#### Supplied material

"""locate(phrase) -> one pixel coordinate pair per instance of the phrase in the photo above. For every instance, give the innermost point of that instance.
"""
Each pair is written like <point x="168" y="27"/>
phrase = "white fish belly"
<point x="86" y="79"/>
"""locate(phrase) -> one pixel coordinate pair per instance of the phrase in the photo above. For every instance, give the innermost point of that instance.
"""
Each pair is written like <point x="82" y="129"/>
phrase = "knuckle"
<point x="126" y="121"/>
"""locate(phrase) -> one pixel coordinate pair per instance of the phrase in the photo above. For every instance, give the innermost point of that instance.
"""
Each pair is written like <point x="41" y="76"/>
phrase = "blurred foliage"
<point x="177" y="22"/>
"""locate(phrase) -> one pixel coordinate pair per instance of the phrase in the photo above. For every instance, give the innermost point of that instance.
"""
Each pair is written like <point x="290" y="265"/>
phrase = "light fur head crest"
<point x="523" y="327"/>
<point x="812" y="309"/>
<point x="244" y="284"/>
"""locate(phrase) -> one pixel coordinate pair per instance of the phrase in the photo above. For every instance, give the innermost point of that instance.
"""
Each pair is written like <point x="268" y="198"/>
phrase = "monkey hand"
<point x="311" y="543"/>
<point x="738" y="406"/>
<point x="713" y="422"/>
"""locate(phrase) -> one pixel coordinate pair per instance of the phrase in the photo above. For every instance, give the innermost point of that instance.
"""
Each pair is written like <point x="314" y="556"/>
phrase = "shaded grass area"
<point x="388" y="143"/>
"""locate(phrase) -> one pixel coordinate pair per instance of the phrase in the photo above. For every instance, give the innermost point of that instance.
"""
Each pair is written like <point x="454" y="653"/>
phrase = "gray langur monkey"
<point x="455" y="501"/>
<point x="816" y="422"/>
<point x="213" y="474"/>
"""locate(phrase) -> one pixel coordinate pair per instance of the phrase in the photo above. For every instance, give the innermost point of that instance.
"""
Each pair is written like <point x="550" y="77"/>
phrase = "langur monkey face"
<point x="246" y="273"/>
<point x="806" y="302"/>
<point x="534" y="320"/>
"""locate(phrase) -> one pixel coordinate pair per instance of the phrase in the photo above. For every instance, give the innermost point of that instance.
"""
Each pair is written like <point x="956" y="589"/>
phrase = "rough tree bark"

########

_What you should do_.
Please reproduce the entire listing, exactly as shown.

_Correct result_.
"""locate(phrase) -> one pixel coordinate pair per instance of the phrase in the photo above. For every instance, give the innermost point of that instance.
"""
Each pair is written like <point x="168" y="27"/>
phrase = "white fish belly"
<point x="86" y="79"/>
"""locate(phrase) -> one pixel coordinate pair per instance of the phrase in the photo above. For every instance, give the innermost point of that instance.
"""
Each pair is written like <point x="82" y="129"/>
phrase = "knuckle"
<point x="126" y="121"/>
"""locate(phrase) -> one pixel coordinate pair per instance of the phrase in the photo above. For every instance, give the innermost point of that instance.
"""
Each pair is written like <point x="41" y="76"/>
phrase = "blurred foliage"
<point x="177" y="22"/>
"""locate(phrase) -> one pixel coordinate pair per instance of the phrase in the photo above. For every instance, give the innermost point of that instance.
"""
Each pair is written like <point x="290" y="265"/>
phrase = "light fur head crest"
<point x="523" y="327"/>
<point x="812" y="309"/>
<point x="244" y="284"/>
"""locate(phrase) -> one pixel coordinate pair per instance of the phrase in the photo above. For every instance, give the innermost point of that instance.
"""
Each pair is written like <point x="268" y="198"/>
phrase = "monkey hand"
<point x="311" y="543"/>
<point x="738" y="406"/>
<point x="713" y="422"/>
"""locate(phrase) -> one pixel coordinate pair per instance of the phrase in the photo above. For every instance, give the innermost point of that instance.
"""
Each pair is written like <point x="314" y="556"/>
phrase = "shaded grass area"
<point x="388" y="143"/>
"""locate(phrase) -> one pixel coordinate pair per instance of the phrase in the photo above. For every instance, give the innermost point of that instance.
"""
Each pair is written like <point x="454" y="653"/>
phrase = "gray langur monkey"
<point x="455" y="501"/>
<point x="816" y="422"/>
<point x="213" y="474"/>
"""locate(phrase) -> one pixel coordinate pair per instance of the phrase in the photo above. For every instance, give the innermost point of that instance.
"""
Each pair is written like <point x="550" y="77"/>
phrase = "langur monkey face"
<point x="246" y="273"/>
<point x="806" y="302"/>
<point x="534" y="320"/>
"""locate(phrase) -> one pixel coordinate pair per instance of the phrase in the photo above. For every instance, give the innermost point of that instance.
"""
Each pair is written like <point x="956" y="589"/>
phrase = "rough tree bark"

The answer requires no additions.